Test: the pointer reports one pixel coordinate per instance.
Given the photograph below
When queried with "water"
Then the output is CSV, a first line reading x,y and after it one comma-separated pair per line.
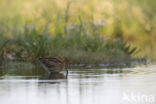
x,y
83,86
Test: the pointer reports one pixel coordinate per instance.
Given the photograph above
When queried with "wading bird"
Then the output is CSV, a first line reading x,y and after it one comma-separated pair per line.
x,y
54,65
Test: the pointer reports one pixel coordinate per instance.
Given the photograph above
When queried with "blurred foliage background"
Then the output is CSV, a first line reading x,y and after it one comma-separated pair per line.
x,y
132,21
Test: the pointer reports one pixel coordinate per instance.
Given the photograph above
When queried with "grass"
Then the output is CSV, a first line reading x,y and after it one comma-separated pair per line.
x,y
85,32
82,47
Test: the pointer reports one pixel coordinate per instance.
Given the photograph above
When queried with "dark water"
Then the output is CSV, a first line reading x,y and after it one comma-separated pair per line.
x,y
83,86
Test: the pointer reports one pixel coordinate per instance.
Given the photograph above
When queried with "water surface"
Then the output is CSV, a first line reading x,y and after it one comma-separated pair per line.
x,y
83,86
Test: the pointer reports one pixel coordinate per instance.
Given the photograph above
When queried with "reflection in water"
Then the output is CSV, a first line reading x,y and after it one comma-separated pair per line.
x,y
83,86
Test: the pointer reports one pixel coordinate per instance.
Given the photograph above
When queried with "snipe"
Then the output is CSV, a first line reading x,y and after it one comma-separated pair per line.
x,y
53,65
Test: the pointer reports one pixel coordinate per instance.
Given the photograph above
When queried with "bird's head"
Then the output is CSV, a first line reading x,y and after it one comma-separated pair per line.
x,y
65,61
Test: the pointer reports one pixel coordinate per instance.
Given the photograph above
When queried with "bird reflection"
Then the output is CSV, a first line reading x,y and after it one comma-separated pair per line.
x,y
55,76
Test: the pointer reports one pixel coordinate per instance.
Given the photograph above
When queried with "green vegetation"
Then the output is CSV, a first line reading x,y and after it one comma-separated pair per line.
x,y
86,32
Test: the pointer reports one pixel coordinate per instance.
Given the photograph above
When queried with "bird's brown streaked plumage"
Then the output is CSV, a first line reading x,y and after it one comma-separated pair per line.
x,y
52,64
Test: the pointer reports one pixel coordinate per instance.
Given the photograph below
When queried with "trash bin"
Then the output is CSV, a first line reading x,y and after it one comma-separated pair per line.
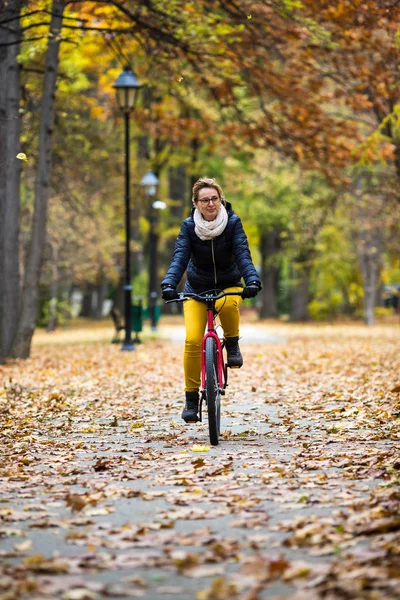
x,y
137,318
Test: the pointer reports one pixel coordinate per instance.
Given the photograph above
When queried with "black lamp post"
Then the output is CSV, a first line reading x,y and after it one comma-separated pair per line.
x,y
126,88
150,183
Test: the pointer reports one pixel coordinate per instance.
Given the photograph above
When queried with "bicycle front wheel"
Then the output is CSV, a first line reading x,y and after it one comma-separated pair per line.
x,y
212,391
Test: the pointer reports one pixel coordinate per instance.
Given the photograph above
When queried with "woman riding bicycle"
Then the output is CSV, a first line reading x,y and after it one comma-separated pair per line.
x,y
212,248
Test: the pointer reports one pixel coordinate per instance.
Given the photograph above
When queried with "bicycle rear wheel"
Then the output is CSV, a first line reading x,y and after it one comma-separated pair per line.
x,y
212,391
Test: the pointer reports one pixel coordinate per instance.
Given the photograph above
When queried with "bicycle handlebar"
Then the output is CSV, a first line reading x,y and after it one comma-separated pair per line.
x,y
207,296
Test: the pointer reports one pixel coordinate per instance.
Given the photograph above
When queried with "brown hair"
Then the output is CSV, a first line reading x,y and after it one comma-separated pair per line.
x,y
206,182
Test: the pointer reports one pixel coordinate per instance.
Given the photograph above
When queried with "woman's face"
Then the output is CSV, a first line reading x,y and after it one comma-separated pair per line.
x,y
208,203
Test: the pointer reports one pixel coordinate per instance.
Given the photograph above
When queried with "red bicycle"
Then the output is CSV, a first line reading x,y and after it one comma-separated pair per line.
x,y
214,369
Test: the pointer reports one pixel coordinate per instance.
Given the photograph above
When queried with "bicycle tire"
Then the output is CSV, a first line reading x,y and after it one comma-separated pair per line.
x,y
212,391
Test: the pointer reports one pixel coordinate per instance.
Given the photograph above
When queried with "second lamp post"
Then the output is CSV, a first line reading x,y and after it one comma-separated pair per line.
x,y
127,87
150,183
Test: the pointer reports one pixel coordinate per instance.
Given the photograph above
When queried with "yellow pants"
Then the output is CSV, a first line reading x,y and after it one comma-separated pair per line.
x,y
195,313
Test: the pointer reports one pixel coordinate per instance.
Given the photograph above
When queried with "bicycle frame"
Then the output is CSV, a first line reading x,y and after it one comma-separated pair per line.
x,y
222,375
210,299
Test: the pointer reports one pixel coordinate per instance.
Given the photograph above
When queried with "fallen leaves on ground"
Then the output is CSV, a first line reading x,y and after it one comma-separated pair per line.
x,y
301,499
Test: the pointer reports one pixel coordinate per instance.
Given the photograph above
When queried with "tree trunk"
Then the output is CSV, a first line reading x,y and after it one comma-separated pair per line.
x,y
87,302
52,323
29,305
299,299
300,289
10,175
269,248
100,292
369,255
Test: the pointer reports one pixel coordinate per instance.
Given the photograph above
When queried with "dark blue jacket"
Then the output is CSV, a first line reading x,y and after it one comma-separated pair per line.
x,y
212,264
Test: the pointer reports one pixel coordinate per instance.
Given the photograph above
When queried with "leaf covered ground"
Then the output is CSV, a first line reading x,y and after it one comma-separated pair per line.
x,y
105,493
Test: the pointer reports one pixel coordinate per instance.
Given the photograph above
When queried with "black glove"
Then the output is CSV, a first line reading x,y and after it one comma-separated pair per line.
x,y
251,290
169,293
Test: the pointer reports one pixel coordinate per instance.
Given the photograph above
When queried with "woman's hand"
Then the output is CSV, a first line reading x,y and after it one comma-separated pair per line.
x,y
251,290
169,293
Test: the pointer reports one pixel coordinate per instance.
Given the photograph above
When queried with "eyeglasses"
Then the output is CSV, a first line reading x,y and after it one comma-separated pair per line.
x,y
213,199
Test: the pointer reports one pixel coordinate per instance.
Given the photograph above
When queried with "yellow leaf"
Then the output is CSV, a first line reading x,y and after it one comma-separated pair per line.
x,y
198,448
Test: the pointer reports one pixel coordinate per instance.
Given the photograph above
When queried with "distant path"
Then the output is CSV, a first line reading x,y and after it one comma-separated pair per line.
x,y
249,334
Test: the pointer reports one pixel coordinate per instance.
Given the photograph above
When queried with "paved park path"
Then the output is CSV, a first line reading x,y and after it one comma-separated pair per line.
x,y
105,493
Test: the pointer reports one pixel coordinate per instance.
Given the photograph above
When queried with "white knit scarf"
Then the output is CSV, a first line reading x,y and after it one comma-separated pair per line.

→ Directions: Tally the lines of the records that contain "woman", then write only the total.

→ Task result: 3